→ **What needs to be done**: Write out the entire listing below exactly as it appears, minus any pictures.

→ **Exercise data**:
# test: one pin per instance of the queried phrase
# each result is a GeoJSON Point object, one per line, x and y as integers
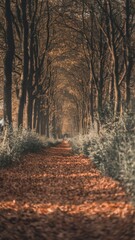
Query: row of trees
{"type": "Point", "coordinates": [105, 73]}
{"type": "Point", "coordinates": [76, 52]}
{"type": "Point", "coordinates": [27, 32]}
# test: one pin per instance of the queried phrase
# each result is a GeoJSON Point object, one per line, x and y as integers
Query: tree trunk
{"type": "Point", "coordinates": [25, 63]}
{"type": "Point", "coordinates": [8, 64]}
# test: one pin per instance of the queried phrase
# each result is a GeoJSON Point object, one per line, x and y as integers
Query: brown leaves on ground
{"type": "Point", "coordinates": [55, 195]}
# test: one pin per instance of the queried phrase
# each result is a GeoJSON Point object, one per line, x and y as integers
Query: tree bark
{"type": "Point", "coordinates": [8, 64]}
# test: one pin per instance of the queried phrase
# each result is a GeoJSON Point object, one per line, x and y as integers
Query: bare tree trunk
{"type": "Point", "coordinates": [25, 63]}
{"type": "Point", "coordinates": [8, 64]}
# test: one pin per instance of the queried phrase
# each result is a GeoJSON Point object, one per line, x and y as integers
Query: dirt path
{"type": "Point", "coordinates": [55, 195]}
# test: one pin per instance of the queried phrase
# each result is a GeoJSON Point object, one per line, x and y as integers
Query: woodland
{"type": "Point", "coordinates": [66, 66]}
{"type": "Point", "coordinates": [67, 119]}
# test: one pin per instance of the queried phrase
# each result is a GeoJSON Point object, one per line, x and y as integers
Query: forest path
{"type": "Point", "coordinates": [55, 195]}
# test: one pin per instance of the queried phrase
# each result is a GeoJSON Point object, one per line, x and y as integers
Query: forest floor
{"type": "Point", "coordinates": [56, 195]}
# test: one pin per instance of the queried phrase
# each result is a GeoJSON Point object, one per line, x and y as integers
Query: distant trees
{"type": "Point", "coordinates": [87, 46]}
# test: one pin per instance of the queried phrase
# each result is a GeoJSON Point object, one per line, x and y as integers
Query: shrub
{"type": "Point", "coordinates": [18, 142]}
{"type": "Point", "coordinates": [113, 151]}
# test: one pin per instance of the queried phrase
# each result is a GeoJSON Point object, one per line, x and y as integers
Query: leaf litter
{"type": "Point", "coordinates": [58, 195]}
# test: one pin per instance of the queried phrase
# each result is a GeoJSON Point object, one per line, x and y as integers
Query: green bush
{"type": "Point", "coordinates": [113, 151]}
{"type": "Point", "coordinates": [19, 142]}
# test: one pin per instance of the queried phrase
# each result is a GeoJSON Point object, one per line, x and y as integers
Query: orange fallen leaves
{"type": "Point", "coordinates": [56, 195]}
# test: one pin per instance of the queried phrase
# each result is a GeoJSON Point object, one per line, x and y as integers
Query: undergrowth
{"type": "Point", "coordinates": [16, 143]}
{"type": "Point", "coordinates": [112, 151]}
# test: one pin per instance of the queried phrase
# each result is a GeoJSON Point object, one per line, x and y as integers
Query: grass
{"type": "Point", "coordinates": [19, 142]}
{"type": "Point", "coordinates": [113, 151]}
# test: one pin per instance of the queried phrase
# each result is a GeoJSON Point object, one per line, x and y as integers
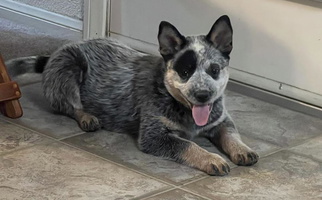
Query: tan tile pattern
{"type": "Point", "coordinates": [13, 137]}
{"type": "Point", "coordinates": [57, 171]}
{"type": "Point", "coordinates": [280, 176]}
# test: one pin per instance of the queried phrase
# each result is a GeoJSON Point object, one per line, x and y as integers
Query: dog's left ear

→ **Result of this exercise**:
# test: one pin per instance of the queried phrase
# each result is a GeoJSON Point object, one per line, x and y as integers
Query: row of trees
{"type": "Point", "coordinates": [105, 73]}
{"type": "Point", "coordinates": [76, 52]}
{"type": "Point", "coordinates": [27, 32]}
# test: one pin per instance of the queried phrase
# each result is a GeoJSON Point object, one per line, x and y as integers
Query: tree trunk
{"type": "Point", "coordinates": [25, 63]}
{"type": "Point", "coordinates": [8, 64]}
# test: one pin per instance of the queried phrase
# each result is a GeoJSON Point object, one per line, x and y as integers
Query: brown leaves on ground
{"type": "Point", "coordinates": [55, 195]}
# test: one pin per instance of the queried phrase
# each result is a GeoJSON Point object, one per line, x and y as integers
Query: tree bark
{"type": "Point", "coordinates": [8, 64]}
# test: one pin per instance of the queried phrase
# each result is a GeoJSON Point object, one per line, x and y as integers
Query: bare tree trunk
{"type": "Point", "coordinates": [25, 63]}
{"type": "Point", "coordinates": [8, 64]}
# test: one pin per instance of the queried phrase
# each result is a GeoJSON Point object, one per line, x and y as integers
Query: dirt path
{"type": "Point", "coordinates": [55, 195]}
# test: one pin per instance of the queried phrase
# each result is a GeoJSON Point object, one per line, x and y as integers
Query: woodland
{"type": "Point", "coordinates": [66, 66]}
{"type": "Point", "coordinates": [67, 119]}
# test: one pin per instance of the queried phrase
# each result is a GeoJSON Point object, one per line, x and y as integers
Query: forest path
{"type": "Point", "coordinates": [55, 195]}
# test: one pin per instance of the queried phrase
# each result is a GeoJSON Point object, one per line, x and y as integers
Query: forest floor
{"type": "Point", "coordinates": [56, 195]}
# test: one pin per instance of the queried phrase
# each result is a GeoJSON Point object, one per line, x and y as integers
Query: distant trees
{"type": "Point", "coordinates": [87, 46]}
# test: one pin per instance of the queried phrase
# each result is a GeoJSON Point object, one per line, x and y as integers
Query: shrub
{"type": "Point", "coordinates": [18, 142]}
{"type": "Point", "coordinates": [113, 151]}
# test: one pin per instance of the queried phrase
# each result is a GeoJSON Point object, one per line, x and y as integers
Query: leaf litter
{"type": "Point", "coordinates": [58, 195]}
# test: one pin per instance of the queried phrase
# each result is a GeoJSON Point object, one per line, x and y as integers
Query: green bush
{"type": "Point", "coordinates": [113, 151]}
{"type": "Point", "coordinates": [19, 142]}
# test: one pin per instance of the queried phrase
# each result is a GeoJSON Point object, one per line, x and y as integers
Query: orange fallen leaves
{"type": "Point", "coordinates": [56, 195]}
# test: one pin per instance of the queried phrase
# each result is a GeoJSON Point object, one per line, x and y as integers
Query: undergrowth
{"type": "Point", "coordinates": [16, 143]}
{"type": "Point", "coordinates": [112, 151]}
# test: one pin per instance of the queried phrase
# each result is a GeoJSON Point object, one per line, x and y as integers
Query: grass
{"type": "Point", "coordinates": [19, 142]}
{"type": "Point", "coordinates": [113, 151]}
# test: one pin per instance of the queried phrase
# each result is a GeoJSON Point object, one per line, x and y as integers
Query: tan tile pattern
{"type": "Point", "coordinates": [13, 137]}
{"type": "Point", "coordinates": [57, 171]}
{"type": "Point", "coordinates": [280, 176]}
# test: one pin per instance of the queried phrase
# each result is a GeoJSON Point object, one per line, x and y as integers
Query: dog's left ear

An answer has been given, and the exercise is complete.